Short exercise:
Count the lines of the items below that contain the string "bowl", treating uppercase and lowercase as different, and reply with only the number.
-- Stored rows start --
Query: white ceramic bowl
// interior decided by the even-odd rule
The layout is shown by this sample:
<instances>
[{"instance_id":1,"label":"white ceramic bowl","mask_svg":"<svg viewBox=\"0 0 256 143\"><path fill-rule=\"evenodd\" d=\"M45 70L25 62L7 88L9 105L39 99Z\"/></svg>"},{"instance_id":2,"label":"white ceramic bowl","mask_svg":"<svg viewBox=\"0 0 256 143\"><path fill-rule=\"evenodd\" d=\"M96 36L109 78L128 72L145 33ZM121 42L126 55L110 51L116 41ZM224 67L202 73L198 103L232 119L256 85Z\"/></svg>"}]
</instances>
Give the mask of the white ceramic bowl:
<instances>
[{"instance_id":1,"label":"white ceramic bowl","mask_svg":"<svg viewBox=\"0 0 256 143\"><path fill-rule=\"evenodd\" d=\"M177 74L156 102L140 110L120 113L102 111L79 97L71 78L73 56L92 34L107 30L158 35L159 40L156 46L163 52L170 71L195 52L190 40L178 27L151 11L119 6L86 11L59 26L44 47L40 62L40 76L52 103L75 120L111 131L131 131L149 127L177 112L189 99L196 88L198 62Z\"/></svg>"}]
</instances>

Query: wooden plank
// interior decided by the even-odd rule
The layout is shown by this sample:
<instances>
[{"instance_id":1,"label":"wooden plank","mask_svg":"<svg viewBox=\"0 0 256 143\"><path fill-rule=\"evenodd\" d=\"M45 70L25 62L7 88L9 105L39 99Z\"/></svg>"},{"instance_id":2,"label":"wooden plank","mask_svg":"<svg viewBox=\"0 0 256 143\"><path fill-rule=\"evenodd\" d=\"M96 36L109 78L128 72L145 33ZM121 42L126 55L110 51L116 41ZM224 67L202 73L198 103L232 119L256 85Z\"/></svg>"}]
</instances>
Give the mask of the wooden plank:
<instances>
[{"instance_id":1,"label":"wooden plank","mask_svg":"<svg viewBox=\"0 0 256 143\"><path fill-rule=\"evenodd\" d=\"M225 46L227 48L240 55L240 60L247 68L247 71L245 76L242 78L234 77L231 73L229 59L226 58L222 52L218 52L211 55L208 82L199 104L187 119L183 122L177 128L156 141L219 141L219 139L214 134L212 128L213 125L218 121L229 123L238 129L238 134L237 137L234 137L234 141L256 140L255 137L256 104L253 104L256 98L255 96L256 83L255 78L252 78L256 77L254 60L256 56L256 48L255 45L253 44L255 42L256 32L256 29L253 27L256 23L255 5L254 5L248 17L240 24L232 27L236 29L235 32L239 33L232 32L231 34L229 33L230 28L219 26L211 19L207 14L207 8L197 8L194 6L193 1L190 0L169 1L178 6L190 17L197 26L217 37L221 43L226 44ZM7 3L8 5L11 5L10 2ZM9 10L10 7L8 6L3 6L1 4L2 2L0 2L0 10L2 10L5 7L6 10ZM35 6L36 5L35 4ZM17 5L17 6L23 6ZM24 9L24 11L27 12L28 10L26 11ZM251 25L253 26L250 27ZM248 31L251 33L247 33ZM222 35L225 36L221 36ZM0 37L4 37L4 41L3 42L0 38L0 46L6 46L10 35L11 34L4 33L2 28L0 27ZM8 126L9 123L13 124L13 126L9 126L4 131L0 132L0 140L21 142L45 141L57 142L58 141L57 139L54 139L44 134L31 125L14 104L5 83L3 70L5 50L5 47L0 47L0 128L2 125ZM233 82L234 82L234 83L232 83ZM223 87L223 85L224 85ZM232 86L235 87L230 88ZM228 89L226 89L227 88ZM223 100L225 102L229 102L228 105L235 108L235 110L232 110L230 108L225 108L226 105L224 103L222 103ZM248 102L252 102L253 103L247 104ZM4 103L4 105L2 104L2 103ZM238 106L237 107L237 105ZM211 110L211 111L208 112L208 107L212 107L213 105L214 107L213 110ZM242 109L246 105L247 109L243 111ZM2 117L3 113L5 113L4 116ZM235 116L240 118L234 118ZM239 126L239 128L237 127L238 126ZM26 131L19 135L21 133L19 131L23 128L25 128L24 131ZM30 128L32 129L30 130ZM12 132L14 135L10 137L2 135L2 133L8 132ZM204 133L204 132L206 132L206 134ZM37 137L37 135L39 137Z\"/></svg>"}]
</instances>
-- Stored rows end --
Output below:
4